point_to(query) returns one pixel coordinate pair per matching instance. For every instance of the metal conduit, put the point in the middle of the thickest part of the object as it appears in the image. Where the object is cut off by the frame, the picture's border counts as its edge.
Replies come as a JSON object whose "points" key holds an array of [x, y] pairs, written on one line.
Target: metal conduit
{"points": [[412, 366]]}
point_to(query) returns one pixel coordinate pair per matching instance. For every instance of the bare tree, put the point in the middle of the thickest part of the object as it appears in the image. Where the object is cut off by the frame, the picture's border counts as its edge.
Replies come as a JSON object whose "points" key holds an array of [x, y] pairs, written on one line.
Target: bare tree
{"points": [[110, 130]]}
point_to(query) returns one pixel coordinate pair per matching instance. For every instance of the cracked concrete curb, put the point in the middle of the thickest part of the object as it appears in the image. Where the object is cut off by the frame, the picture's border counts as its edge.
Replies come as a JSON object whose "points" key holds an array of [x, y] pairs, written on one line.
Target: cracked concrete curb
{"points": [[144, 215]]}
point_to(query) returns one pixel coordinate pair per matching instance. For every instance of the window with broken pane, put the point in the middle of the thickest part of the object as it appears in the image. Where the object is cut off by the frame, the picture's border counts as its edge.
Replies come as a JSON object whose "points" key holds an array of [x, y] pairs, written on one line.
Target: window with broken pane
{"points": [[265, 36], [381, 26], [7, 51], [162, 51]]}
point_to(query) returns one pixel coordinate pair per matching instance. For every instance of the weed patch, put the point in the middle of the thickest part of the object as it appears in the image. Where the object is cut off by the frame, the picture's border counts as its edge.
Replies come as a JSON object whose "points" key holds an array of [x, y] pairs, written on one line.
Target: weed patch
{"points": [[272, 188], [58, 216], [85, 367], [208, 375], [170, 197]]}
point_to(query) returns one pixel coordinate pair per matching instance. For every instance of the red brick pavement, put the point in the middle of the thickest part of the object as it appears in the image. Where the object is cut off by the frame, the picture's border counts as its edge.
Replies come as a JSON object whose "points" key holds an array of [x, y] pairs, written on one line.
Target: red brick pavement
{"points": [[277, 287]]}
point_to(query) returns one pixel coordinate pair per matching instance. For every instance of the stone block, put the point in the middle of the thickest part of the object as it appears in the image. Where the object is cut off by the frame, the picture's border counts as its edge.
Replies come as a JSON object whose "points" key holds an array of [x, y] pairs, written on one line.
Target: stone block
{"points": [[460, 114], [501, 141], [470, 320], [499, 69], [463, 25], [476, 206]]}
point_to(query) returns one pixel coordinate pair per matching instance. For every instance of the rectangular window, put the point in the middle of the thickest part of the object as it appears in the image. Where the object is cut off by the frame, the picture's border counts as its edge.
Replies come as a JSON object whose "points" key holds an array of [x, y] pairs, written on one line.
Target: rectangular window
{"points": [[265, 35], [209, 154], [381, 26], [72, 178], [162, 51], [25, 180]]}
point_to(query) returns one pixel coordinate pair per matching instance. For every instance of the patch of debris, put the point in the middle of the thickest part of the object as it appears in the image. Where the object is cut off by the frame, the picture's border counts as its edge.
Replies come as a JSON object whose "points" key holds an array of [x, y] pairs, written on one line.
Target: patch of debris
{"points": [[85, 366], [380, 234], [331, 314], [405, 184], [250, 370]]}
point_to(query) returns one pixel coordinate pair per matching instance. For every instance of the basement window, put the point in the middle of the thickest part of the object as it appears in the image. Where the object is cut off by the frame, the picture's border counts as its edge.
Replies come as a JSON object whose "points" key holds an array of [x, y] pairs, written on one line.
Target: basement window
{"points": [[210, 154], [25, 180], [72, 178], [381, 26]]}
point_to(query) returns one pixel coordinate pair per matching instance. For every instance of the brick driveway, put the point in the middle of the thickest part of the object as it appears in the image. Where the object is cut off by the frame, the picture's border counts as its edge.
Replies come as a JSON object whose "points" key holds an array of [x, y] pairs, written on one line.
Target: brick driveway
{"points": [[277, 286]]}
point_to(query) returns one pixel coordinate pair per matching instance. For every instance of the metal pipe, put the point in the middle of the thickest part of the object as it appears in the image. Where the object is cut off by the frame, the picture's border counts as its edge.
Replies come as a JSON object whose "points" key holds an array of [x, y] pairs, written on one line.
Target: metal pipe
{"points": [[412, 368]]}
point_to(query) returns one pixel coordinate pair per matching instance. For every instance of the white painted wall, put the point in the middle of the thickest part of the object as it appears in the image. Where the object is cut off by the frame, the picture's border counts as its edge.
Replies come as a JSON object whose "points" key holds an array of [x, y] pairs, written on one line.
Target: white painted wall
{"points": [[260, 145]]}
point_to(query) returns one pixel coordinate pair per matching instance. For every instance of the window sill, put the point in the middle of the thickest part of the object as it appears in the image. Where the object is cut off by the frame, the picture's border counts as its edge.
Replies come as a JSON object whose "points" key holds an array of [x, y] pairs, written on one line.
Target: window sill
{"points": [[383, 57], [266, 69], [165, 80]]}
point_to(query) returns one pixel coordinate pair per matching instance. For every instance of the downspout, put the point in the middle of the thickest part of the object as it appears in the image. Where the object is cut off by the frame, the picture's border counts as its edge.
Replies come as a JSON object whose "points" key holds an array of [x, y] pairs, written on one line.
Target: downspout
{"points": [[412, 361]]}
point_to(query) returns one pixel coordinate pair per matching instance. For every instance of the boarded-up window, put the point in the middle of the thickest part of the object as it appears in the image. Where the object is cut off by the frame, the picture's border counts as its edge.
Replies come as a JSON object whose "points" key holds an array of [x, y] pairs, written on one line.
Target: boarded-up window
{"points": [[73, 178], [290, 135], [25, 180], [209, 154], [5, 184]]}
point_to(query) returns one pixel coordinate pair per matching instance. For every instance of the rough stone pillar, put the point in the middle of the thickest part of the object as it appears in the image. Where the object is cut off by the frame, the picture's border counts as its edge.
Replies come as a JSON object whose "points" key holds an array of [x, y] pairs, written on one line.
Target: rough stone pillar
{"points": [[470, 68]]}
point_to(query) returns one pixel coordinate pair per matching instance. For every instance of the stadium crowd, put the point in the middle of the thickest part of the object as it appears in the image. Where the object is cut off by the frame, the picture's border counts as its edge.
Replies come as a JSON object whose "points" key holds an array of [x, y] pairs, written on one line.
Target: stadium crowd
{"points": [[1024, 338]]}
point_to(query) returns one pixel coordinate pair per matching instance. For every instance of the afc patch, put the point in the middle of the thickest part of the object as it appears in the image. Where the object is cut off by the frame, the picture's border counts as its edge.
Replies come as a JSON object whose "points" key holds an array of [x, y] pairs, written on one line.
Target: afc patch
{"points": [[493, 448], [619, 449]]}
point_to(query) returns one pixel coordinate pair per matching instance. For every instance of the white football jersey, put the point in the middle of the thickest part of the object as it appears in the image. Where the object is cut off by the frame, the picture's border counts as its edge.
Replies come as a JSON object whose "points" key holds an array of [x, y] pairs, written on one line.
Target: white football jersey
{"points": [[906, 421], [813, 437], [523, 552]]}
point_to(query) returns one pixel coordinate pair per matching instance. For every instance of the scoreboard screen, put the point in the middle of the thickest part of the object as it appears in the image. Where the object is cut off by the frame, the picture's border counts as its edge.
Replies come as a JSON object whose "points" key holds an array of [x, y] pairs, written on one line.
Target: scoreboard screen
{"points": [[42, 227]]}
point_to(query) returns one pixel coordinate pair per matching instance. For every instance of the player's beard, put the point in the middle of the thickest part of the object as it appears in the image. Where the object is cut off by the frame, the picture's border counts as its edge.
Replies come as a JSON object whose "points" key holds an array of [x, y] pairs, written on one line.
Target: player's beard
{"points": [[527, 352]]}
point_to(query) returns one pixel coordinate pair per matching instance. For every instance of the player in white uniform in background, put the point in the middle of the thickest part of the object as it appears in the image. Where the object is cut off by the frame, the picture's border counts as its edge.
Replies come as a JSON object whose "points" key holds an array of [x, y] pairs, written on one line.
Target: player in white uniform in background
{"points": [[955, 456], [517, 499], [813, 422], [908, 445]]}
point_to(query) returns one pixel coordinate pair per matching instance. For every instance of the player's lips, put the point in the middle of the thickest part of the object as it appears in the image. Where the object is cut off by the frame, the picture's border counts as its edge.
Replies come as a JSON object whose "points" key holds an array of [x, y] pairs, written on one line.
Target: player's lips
__________
▶ **What you have to do**:
Could you give again exactly the lines from the line containing "Target: player in white uniform in background" through the final line of the data above, and no others?

▶ **Output below**:
Target: player in white uniform in background
{"points": [[955, 456], [517, 499], [813, 422], [908, 445]]}
point_to(query) returns one pixel coordinate pair per matching instance. For every instance of the player's lips, put the point in the middle of the thickest part of the object as it appears in the image. Where the object is cut off by the frame, the picture's border counts as its edge.
Replies come as a JSON object whose "points" key holds an array of [x, y] pairs, written on one line.
Target: player's lips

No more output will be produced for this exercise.